_EXERCICE 1_:
Dans l'extrait fourni sur la Task Force technique du GNC, relevez tous les sigles employés.
_EXERCICE 2_:
Poursuivez l'extrait fourni sur la Task Force technique du GNC à partir de sa dernière phrase.

_EXTRAIT FOURNI_:
· · ·

Les recommandations prodiguées dans les articles parus en 2015 ont contribué à la mise sur pied de la Task Force technique du GNC en matière de nutrition dans les situations d'urgence.6 Présidée par l'UNICEF et le Centre pour le contrôle et la prévention des maladies (Centers for Disease Control and Prevention, CDC), elle a été chargée d'identifier les moyens qui allaient permettre aux partenaires du GNC de s'organiser afin de combler les lacunes opérationnelles et techniques. De 2015 à 2018, la Task Force a dirigé les processus qui allaient donner naissance au GTAM (Figure 1).

· · ·

_DONNÉES À EXAMINER_:
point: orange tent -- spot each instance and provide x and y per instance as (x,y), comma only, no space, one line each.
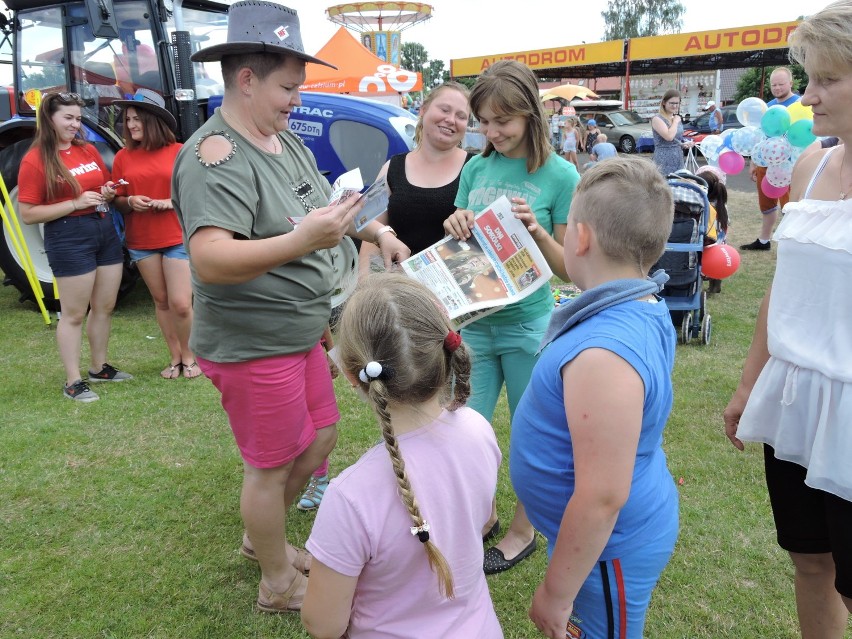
(359,72)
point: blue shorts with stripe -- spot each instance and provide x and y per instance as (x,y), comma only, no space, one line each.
(614,600)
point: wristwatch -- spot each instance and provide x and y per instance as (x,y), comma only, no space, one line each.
(382,231)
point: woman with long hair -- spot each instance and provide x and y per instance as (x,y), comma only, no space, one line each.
(518,161)
(64,184)
(667,129)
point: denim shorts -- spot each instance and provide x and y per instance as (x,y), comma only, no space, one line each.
(176,252)
(76,245)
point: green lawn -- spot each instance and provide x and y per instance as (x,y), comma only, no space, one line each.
(120,518)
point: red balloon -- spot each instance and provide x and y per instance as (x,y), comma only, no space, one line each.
(720,261)
(770,191)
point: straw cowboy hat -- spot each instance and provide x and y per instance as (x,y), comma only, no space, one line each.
(149,101)
(256,26)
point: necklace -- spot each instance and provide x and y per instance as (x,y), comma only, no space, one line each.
(262,142)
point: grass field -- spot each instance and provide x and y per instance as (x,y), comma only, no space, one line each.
(120,518)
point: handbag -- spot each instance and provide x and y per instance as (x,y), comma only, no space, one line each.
(691,162)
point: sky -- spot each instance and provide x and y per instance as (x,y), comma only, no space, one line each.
(472,28)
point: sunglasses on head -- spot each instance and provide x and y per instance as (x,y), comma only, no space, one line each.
(70,98)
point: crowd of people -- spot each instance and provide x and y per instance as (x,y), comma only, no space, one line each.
(204,225)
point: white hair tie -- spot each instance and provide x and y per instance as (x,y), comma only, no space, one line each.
(373,370)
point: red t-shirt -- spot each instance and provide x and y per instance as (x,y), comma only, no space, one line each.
(149,173)
(85,164)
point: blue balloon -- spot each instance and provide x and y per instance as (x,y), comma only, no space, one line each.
(800,133)
(775,121)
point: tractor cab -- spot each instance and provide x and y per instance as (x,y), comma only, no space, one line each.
(105,50)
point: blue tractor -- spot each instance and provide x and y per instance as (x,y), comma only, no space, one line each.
(106,49)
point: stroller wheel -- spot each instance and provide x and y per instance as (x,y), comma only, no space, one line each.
(706,329)
(686,328)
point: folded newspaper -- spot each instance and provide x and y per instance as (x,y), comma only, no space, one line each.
(499,264)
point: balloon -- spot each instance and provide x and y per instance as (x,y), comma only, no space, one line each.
(775,121)
(801,133)
(731,163)
(776,150)
(709,146)
(772,192)
(757,154)
(799,111)
(719,261)
(779,175)
(744,139)
(726,137)
(750,111)
(795,152)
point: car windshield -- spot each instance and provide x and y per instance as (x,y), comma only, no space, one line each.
(625,118)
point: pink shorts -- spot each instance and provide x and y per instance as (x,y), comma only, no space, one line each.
(275,404)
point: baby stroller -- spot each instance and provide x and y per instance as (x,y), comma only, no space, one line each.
(684,293)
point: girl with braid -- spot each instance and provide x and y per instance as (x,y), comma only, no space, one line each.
(397,542)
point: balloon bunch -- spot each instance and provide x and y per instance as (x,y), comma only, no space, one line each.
(773,136)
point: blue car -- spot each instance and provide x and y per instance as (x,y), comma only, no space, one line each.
(344,132)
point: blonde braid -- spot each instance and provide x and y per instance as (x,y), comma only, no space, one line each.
(378,395)
(460,364)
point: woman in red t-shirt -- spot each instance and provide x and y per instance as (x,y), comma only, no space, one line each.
(62,183)
(153,234)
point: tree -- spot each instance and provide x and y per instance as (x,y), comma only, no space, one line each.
(434,72)
(749,83)
(413,56)
(638,18)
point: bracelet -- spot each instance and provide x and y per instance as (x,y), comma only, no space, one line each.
(382,231)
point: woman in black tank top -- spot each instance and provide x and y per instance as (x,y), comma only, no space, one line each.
(424,181)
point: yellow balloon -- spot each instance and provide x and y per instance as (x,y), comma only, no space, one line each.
(799,111)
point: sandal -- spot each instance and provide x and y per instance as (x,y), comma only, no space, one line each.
(300,563)
(278,602)
(173,371)
(191,371)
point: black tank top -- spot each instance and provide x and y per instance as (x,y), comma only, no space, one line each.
(415,213)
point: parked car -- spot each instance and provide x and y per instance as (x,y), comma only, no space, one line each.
(701,124)
(695,130)
(623,128)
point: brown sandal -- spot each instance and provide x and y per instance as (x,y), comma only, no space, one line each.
(300,563)
(279,602)
(173,371)
(191,371)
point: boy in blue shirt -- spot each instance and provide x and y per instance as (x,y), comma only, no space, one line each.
(586,450)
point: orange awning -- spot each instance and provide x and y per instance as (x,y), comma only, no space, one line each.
(358,71)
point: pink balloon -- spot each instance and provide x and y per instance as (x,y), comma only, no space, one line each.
(770,191)
(731,162)
(720,261)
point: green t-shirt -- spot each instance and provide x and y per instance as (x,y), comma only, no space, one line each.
(252,193)
(548,192)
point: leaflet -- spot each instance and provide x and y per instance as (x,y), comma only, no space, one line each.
(376,196)
(499,264)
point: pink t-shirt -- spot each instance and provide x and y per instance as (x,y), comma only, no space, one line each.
(362,530)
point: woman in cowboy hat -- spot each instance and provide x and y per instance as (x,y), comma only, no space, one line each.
(255,214)
(153,234)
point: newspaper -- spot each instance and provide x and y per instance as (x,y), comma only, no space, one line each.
(499,264)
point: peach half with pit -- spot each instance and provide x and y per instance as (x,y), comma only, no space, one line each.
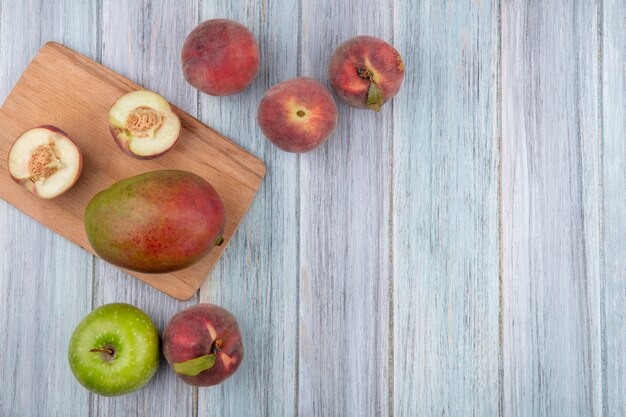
(143,124)
(45,161)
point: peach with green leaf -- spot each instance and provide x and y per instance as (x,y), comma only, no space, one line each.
(366,72)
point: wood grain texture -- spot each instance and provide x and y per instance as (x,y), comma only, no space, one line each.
(344,344)
(45,281)
(148,53)
(613,272)
(258,278)
(445,253)
(550,213)
(55,80)
(365,276)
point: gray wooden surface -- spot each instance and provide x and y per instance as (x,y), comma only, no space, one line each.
(462,253)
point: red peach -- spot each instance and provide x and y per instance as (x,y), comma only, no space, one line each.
(366,72)
(203,344)
(220,57)
(297,115)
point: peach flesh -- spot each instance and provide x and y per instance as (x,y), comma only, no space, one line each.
(143,124)
(366,72)
(45,161)
(220,57)
(297,115)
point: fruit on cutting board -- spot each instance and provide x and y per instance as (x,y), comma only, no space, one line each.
(114,350)
(143,124)
(45,160)
(220,57)
(366,72)
(157,222)
(297,115)
(203,344)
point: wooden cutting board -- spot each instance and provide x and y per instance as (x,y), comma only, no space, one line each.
(66,89)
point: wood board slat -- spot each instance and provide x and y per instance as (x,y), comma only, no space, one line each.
(613,204)
(550,190)
(68,90)
(445,213)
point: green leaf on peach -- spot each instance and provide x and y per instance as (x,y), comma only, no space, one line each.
(194,366)
(375,98)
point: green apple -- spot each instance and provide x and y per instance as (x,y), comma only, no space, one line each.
(114,350)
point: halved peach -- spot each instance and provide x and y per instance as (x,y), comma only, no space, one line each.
(143,124)
(45,160)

· · ·

_RÉPONSE ATTENDUE 1_:
GNC, UNICEF, CDC, GTAM

_RÉPONSE ATTENDUE 2_:
Figure 1 : Principaux processus et jalons dans le développement du GTAMGTAM7 

La Task Force a d'abord dû cerner et définir le problème qu'elle avait été chargée de résoudre. Elle a alors défini les rôles techniques et les définitions proposées ont été avalisées par les partenaires en 2017. Elle a procédé à une analyse des modèles (basée sur une évaluation des expériences d'autres groupes), qui a ensuite été avalisée par le GNC. Il a alors été convenu que le mécanisme technique aurait pour tâche de fournir des conseils techniques, des orientations fondées sur un consensus et une expertise technique spécialisée. Aujourd’hui, ce sont les « trois piliers du GTAM » (Figure 2). Par la suite, ces décisions ont éclairé l'opérationalisation du mécanisme, y compris les décisions relatives aux parties à impliquer.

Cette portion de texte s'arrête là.